READING PASSAGE =

· · ·

Mr Ramsay then advised the next step to possibly get us to this point. He said that I would have to go on a cocktail of different hormones, one of which was Clomid (given to women for breast cancer treatment). The approach was that by taking all this medication my body would turn it into testosterone which would become the fuel for my body to then make sperm.

After the operation, as you can imagine, I was very tender. When we did finally get back to the Airbnb we realised the problem with our accommodation. The room we were staying in was up at least four flights of stairs. We hadn’t thought ahead of time to find a place with a room on the ground floor. It took ages for me to slowly shuffle up the steps. When we got to the room I got into bed and crashed out as I was so exhausted.

Over the coming days everyday small tasks such as crossing the road became very slow and difficult. I was so thankful that the curb at the various pedestrian crossings was so low. To step down from a high curb was simply too painful. While everyone around me raced across the road it was as if I was walking in slow motion, I had to tread so carefully. Even sitting down in a chair at a coffee shop or a restaurant had to be planned. I couldn’t just sit down on any chair. I needed a cushion first as my testicles were so sore. As bad as all this was, what I found the worst was not being able to shower. After the operation and when I woke up I was wearing a medical jockstrap that lifted my penis off my tender testicles. I had to wear this non-stop for a few days afterwards which started to become horrible.  At one point there was concern that I could have an infection following the operation but thankfully this passed.

· · ·

RECORD EXTRACTS =
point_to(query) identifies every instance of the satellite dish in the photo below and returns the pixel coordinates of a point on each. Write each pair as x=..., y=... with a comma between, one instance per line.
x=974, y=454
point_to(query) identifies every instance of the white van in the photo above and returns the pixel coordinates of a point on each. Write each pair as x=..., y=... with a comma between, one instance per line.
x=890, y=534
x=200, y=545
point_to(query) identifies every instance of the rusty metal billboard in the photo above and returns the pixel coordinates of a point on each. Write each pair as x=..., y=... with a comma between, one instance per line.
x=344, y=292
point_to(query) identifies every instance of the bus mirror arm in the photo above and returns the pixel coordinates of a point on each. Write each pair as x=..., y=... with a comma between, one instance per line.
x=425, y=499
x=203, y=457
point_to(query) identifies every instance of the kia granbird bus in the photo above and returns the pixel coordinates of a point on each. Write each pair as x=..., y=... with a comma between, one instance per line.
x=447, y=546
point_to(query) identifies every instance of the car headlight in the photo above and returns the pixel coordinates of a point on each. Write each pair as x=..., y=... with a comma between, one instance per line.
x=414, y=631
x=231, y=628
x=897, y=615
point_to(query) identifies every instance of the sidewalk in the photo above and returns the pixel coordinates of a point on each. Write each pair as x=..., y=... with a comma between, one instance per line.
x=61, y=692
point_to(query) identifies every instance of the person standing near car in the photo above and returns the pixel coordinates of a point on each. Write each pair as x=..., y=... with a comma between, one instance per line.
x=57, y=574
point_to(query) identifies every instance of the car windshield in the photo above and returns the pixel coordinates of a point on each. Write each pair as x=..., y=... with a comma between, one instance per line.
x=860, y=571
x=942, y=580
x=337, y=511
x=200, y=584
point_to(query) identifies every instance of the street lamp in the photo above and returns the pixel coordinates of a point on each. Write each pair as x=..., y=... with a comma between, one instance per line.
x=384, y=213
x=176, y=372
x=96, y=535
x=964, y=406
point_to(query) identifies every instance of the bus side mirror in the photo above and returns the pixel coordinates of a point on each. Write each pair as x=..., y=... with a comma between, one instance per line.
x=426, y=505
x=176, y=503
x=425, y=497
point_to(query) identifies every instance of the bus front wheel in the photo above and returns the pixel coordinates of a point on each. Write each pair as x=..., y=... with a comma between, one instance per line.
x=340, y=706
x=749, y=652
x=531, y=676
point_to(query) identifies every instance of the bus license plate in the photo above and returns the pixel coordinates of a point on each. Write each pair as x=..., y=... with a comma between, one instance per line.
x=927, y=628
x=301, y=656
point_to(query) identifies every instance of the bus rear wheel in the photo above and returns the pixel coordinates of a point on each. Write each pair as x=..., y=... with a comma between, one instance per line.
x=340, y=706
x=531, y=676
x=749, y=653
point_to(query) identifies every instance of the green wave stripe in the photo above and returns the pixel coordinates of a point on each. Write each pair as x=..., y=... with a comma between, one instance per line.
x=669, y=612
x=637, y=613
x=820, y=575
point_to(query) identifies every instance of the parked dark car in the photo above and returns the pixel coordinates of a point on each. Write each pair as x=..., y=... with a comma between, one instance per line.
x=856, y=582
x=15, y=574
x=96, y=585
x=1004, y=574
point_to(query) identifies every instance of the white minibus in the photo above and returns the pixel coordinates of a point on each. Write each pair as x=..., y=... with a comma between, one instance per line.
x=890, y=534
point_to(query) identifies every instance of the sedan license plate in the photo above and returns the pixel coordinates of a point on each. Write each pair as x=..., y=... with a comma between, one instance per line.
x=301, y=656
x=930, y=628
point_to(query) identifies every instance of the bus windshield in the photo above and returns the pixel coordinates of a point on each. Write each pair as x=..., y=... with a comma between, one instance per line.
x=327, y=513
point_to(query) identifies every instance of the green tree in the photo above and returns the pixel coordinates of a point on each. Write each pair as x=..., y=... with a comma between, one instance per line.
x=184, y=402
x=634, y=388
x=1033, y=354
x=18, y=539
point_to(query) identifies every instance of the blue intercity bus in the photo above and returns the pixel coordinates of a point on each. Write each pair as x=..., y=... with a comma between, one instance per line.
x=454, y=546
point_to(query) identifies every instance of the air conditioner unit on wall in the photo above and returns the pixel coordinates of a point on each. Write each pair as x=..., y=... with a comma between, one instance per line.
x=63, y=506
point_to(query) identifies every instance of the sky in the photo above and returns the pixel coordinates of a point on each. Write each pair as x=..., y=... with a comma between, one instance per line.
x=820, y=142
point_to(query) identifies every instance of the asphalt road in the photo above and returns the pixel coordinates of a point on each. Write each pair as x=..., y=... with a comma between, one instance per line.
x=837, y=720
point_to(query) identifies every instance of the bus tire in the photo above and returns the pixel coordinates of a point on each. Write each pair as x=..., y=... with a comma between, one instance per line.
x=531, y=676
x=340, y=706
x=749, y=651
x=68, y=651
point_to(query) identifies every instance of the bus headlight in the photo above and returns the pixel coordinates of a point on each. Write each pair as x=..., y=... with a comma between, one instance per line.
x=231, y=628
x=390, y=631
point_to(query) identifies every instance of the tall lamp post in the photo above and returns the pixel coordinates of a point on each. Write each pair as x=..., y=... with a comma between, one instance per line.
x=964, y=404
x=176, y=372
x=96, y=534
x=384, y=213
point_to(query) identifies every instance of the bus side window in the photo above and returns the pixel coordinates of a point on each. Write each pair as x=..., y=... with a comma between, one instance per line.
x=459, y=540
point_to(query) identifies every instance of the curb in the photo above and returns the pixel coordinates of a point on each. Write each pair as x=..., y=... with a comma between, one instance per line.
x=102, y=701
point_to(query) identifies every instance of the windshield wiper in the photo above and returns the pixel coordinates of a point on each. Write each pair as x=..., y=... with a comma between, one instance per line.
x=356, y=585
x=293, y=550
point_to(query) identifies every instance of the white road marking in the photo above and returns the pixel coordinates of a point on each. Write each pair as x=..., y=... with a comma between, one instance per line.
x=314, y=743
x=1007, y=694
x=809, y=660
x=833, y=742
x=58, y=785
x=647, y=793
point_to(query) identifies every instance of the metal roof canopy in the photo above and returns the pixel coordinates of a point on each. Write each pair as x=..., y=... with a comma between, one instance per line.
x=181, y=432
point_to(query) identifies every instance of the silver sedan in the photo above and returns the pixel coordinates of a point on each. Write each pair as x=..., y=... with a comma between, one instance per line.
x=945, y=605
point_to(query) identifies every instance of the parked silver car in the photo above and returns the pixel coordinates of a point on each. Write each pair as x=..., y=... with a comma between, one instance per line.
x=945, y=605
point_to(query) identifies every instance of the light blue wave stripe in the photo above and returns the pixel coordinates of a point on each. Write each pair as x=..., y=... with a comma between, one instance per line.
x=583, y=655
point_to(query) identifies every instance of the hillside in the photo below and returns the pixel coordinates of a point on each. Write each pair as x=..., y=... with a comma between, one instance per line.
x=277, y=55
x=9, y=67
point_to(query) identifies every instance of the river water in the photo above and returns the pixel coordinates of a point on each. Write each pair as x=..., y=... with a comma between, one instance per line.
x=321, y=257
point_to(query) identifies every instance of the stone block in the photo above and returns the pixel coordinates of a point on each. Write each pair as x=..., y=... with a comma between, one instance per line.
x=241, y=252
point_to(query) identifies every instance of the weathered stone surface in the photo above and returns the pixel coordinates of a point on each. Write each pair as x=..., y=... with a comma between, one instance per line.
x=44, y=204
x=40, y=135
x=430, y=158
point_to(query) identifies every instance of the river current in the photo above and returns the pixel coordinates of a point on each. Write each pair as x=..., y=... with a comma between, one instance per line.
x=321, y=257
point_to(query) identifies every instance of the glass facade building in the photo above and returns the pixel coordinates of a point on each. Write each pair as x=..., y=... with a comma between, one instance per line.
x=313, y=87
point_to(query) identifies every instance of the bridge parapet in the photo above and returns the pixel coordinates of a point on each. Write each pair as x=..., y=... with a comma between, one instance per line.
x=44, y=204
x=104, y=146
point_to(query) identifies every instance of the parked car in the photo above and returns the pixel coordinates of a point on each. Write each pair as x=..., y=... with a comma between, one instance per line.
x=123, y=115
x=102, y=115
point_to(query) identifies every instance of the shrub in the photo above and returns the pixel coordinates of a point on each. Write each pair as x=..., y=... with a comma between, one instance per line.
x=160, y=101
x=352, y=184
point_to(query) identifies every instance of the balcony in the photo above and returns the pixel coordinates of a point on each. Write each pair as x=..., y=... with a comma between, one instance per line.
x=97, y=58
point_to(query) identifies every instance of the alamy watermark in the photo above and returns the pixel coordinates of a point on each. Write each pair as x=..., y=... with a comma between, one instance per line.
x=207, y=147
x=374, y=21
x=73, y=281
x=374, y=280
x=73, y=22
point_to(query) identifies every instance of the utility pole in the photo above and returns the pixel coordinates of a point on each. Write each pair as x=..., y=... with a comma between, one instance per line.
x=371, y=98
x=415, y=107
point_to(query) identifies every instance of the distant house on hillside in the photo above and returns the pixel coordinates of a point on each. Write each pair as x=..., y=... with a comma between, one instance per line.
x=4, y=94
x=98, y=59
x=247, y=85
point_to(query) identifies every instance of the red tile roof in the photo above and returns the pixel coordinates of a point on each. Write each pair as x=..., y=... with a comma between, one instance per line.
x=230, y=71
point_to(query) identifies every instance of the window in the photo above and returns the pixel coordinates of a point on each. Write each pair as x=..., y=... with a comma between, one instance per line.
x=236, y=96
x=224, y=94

· · ·

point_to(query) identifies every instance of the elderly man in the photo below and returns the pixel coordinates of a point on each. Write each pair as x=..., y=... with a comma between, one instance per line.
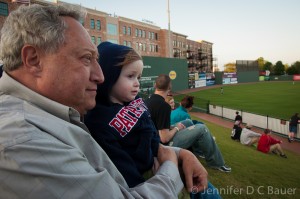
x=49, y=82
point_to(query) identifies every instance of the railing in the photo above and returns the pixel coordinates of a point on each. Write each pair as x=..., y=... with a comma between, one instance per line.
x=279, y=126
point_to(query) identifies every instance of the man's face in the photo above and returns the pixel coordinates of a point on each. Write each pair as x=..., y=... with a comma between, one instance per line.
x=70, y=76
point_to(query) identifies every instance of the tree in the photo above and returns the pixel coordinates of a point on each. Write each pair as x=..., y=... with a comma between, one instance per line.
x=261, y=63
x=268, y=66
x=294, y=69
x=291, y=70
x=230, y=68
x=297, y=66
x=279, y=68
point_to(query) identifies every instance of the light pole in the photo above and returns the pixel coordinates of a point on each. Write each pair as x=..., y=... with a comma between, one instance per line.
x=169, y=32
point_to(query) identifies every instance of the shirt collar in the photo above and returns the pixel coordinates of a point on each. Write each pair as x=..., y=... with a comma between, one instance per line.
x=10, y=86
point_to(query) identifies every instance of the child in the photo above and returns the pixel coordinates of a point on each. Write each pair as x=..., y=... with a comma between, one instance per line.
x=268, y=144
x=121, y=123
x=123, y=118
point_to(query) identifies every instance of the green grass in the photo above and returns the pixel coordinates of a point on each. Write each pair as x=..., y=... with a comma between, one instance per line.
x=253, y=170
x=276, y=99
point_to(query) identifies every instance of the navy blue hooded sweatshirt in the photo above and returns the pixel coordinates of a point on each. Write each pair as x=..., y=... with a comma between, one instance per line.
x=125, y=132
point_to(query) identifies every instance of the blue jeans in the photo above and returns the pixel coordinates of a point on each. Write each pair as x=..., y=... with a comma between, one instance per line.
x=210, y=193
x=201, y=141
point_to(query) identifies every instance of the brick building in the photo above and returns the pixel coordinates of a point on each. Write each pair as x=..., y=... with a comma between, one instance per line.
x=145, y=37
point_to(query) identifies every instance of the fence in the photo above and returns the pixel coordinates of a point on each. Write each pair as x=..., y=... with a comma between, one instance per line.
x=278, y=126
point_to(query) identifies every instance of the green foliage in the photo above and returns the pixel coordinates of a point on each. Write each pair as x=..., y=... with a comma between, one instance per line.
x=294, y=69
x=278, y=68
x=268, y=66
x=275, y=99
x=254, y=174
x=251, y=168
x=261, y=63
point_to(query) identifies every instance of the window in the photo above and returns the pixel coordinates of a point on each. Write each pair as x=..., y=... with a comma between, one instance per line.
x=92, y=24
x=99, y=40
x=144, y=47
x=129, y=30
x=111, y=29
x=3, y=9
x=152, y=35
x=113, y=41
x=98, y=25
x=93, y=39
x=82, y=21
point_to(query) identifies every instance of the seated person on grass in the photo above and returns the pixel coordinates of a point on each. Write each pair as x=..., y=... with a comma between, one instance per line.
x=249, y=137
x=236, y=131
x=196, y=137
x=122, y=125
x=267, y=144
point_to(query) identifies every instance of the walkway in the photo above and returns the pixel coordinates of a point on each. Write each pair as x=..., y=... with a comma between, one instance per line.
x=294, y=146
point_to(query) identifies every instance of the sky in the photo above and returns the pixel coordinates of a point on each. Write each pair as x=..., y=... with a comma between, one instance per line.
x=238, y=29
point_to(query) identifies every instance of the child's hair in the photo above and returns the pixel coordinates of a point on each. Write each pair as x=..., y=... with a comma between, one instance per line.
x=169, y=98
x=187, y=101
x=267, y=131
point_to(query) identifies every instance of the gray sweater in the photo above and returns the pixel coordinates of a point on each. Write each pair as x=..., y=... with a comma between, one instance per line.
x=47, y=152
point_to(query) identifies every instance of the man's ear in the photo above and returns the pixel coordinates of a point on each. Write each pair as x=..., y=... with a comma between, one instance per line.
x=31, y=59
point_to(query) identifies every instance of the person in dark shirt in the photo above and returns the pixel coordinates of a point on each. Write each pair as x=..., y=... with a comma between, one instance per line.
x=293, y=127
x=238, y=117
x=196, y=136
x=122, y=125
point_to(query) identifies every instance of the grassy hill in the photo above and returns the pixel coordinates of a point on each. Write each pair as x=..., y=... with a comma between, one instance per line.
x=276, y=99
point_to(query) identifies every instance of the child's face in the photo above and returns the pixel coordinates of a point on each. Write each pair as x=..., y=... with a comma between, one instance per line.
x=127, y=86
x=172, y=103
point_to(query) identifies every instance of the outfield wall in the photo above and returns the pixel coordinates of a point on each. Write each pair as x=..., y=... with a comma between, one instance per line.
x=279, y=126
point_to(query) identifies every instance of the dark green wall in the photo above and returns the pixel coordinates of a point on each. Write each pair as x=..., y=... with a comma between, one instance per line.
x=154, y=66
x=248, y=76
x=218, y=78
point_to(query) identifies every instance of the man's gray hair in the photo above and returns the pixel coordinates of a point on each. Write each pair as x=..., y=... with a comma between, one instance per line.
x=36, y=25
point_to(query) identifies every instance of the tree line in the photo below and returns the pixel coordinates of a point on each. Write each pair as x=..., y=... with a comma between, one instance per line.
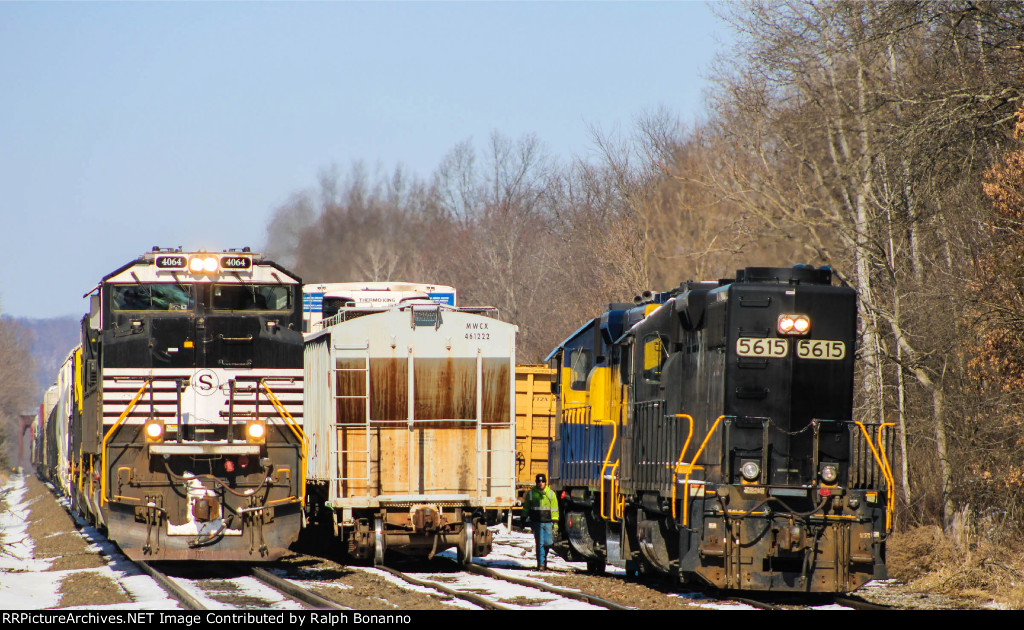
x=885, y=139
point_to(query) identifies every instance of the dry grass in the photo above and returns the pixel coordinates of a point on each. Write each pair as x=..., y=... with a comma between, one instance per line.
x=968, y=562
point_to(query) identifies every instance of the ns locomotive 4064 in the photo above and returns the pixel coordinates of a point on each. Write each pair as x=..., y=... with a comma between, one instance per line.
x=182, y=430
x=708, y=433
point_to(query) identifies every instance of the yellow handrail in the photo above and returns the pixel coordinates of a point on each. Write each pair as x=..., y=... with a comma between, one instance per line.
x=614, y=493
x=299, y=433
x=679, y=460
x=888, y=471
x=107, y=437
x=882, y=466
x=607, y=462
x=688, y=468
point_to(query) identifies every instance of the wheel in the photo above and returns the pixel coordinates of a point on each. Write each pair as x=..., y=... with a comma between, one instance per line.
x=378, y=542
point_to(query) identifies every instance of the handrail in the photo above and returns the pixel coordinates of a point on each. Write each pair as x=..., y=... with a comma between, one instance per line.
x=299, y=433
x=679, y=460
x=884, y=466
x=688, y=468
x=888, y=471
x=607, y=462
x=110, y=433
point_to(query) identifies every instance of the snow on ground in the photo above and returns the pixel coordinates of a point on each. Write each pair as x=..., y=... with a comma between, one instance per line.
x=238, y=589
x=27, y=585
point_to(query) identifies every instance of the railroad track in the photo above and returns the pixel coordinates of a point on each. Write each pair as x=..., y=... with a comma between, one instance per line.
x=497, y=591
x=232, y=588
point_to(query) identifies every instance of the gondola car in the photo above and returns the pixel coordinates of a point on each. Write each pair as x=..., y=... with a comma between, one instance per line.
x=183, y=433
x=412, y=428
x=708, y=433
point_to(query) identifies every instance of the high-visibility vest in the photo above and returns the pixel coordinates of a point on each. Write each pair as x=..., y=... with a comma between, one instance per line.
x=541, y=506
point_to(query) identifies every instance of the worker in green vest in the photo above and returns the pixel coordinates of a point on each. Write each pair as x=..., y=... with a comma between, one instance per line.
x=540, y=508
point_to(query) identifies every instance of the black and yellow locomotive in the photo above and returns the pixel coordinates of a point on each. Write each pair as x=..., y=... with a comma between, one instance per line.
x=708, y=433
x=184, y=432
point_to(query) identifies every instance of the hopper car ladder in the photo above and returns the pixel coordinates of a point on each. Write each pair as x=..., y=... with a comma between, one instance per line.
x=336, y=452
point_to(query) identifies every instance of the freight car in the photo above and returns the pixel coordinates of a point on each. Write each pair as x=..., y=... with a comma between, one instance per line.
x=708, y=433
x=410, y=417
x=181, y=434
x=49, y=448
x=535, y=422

· · ·

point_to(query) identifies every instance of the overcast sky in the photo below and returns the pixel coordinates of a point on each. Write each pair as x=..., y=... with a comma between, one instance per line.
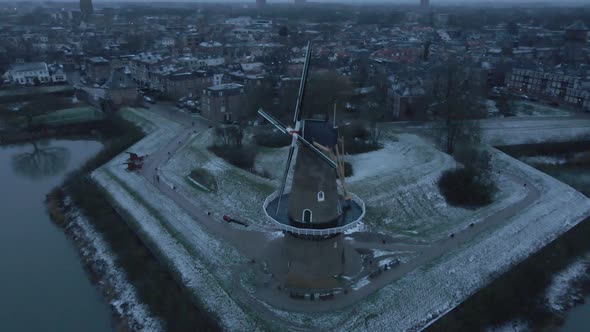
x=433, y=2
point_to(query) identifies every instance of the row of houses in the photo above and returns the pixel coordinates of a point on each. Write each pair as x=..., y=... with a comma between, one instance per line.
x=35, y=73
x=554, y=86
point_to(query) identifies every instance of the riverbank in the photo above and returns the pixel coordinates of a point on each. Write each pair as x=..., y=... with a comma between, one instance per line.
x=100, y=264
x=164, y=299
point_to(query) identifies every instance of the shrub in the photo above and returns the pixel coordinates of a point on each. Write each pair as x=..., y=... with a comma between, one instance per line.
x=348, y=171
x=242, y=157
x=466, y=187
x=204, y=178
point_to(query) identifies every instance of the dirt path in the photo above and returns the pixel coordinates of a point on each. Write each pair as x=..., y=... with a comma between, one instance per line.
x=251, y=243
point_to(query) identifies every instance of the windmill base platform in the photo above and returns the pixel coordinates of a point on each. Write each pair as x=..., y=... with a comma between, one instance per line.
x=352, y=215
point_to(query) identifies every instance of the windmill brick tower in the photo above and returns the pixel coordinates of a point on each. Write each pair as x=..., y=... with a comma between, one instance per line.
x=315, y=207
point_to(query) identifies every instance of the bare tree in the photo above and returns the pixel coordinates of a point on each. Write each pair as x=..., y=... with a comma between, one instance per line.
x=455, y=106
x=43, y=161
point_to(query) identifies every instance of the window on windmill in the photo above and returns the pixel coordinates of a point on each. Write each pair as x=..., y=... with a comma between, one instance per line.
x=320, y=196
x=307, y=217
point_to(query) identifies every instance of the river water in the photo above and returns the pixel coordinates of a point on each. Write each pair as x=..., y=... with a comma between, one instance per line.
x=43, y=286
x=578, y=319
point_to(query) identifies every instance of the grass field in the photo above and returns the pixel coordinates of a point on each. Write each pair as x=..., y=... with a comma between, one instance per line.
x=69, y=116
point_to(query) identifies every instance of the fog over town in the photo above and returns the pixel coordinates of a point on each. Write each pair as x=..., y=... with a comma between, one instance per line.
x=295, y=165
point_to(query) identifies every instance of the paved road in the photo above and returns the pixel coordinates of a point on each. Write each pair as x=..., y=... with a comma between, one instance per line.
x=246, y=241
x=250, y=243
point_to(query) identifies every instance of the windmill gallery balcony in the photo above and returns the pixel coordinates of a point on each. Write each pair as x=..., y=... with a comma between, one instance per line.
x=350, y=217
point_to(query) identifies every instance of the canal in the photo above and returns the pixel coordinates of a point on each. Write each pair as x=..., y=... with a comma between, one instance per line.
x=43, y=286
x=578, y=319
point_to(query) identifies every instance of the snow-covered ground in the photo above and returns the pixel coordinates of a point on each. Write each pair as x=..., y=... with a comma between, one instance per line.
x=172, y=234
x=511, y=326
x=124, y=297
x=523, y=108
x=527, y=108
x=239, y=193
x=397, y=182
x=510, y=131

· · ·

TASKS =
(A) From the recovery account, list every physical activity the writer describes as slow, painful, difficult or impossible after the operation.
(B) Copy the recovery account word for word, everything from "Mr Ramsay then" down to "was so exhausted.".

TASK RESULTS =
(A)
- Climbing the flights of stairs up to the room
- Crossing the road
- Stepping down from a high curb
- Sitting down in a chair at a coffee shop or restaurant
- Showering

(B)
Mr Ramsay then advised the next step to possibly get us to this point. He said that I would have to go on a cocktail of different hormones, one of which was Clomid (given to women for breast cancer treatment). The approach was that by taking all this medication my body would turn it into testosterone which would become the fuel for my body to then make sperm.

After the operation, as you can imagine, I was very tender. When we did finally get back to the Airbnb we realised the problem with our accommodation. The room we were staying in was up at least four flights of stairs. We hadn’t thought ahead of time to find a place with a room on the ground floor. It took ages for me to slowly shuffle up the steps. When we got to the room I got into bed and crashed out as I was so exhausted.